## Exercise task a:
From the restaurant review below, list every wood named as fuel for grilling the burger meat.

## Document passage:
## START

At lunch (served from 11 am to 4 pm), the same procedure rules: we ordered up front several sushi rolls, the California ($8.95) and a Crunchy Spicy Tuna Roll ($11.95), along with Tuna Tartare and Guacomole ($12.95). I eyed the Swordfish Soft Taco ($14.95) but decided to hold for another day. (Tacos are made to order.) Later, Bob brought out his signature Brussels Sprout Salad ($12.95), shaved sprouts (actually blanched for a moment) with Manchego cheese, almonds, and honey mustard vinaigrette....so good that Ron ordered another to take to Santa Barbara for Heidi. I spotted a woman at the next table eating a Green Chili Burger ($12.95) and decided I needed one of those; think roasted, smokey poblano chiles and grated sharp chedder piled on top but not melted... piquantly wonderful. By now I realized that this was not the usual fast-food eat here-or-take out emporium... the food is absolutely wonderful, the service fast and efficient, and the kind-of-funky atmosphere was inviting and, yes, fun.

My waitperson, Amberlee, and her cohorts were all so attractive and helpful, full of zeal, that I commented on this and Bob noted that they had over 2,000 applicants for the 110 open jobs. He noted that his food guys, led by Chef de Cuisine Vincent Valenzona, are constantly walking over to the Santa Monica Farmer's Market and he doesn't have any freezer here except for the gelato/ice cream... it's all fresh, organic, healthy and utterly delicous. So back we came for dinner, my stalwart reviewing team of Penny McTaggart and David Rapoport, and new addition Patty Eisenberg. The wine was flowing freely (they have a full bar!), and I was delighted to find a bottle of Laetitia's Nadia Red and the fabulous Brut Rose on the list, while bar manager Brian assured me that the Laetitia Pinot Noir would soon join them. Wines are available in 6 oz. and 10 oz. pours as well as by the bottle. The music was not overwhelming, but as Penny noted, they were playing an eclectic soundtrack... from Neko Case to Zydeco to The Monkees. I was waiting for Sinatra, but he never appeared.

A wonderful website called A Hamburger Today just reviewed their burgers and said, "a beautifully crafted burger from a very professional operation." They went on to comment about the cheeseburger, open-faced and topped with a large pile of unmelted, shredded Tillamook sharp cheddar.

The beefy flavor cuts through the addition of lettuce, tomato, red onion and pickle. The grind is superb - course to the point of just being able to hold its form as it breaks apart in the mouth and allows the fat and juice to do what they are meant to do - please the eater. The meat is 100% chuck from Premier Meats, full of char and smoky flavor from the wood grilling (hickory, mesquite, white oak and cherry). The bun is our favorite part of this burger, a homespun recipe by Lynn made by a local bakery. With its slight crunch from a quick toasting and slather of Russian dressing (a recipe which Lynn cadged from his mother), it may well be our favorite bun in town.

## END

## Exercise task b:
Reproduce the records below word for word, beginning at the line that contains "Confirm that each instance of the bokeh" and continuing through the final line of the records.

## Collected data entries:
## START

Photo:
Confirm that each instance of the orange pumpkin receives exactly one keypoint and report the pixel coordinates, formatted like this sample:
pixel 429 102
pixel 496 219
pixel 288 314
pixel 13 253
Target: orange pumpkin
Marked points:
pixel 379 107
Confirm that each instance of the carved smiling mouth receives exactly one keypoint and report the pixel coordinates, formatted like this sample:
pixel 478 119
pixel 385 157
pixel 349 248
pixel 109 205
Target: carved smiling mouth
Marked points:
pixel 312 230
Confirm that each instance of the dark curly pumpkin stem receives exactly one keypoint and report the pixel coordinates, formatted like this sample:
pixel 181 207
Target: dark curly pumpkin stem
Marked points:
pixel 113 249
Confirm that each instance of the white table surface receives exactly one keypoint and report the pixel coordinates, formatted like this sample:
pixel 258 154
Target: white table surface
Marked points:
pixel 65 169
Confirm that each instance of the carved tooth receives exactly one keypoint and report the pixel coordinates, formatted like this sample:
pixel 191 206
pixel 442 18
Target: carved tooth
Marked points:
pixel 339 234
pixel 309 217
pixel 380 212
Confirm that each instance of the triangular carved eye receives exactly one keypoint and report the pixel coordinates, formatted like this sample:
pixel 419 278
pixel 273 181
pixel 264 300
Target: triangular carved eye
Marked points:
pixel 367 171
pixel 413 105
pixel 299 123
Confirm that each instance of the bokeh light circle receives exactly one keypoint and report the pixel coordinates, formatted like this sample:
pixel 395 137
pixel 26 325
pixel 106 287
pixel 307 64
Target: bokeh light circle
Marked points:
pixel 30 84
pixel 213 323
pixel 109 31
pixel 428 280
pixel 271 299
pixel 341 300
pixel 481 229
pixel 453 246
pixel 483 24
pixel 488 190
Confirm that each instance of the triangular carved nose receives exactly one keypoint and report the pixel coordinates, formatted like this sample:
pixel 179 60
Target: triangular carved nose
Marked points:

## END

## Written answer a:
hickory, mesquite, white oak, cherry

## Written answer b:
Confirm that each instance of the bokeh light circle receives exactly one keypoint and report the pixel coordinates, formatted like this sample:
pixel 395 137
pixel 26 325
pixel 106 287
pixel 307 64
Target: bokeh light circle
Marked points:
pixel 30 84
pixel 213 323
pixel 109 31
pixel 428 280
pixel 271 299
pixel 341 300
pixel 481 229
pixel 453 246
pixel 483 24
pixel 488 190
Confirm that each instance of the triangular carved nose receives exactly one keypoint and report the pixel coordinates, formatted like this sample:
pixel 179 60
Target: triangular carved nose
Marked points:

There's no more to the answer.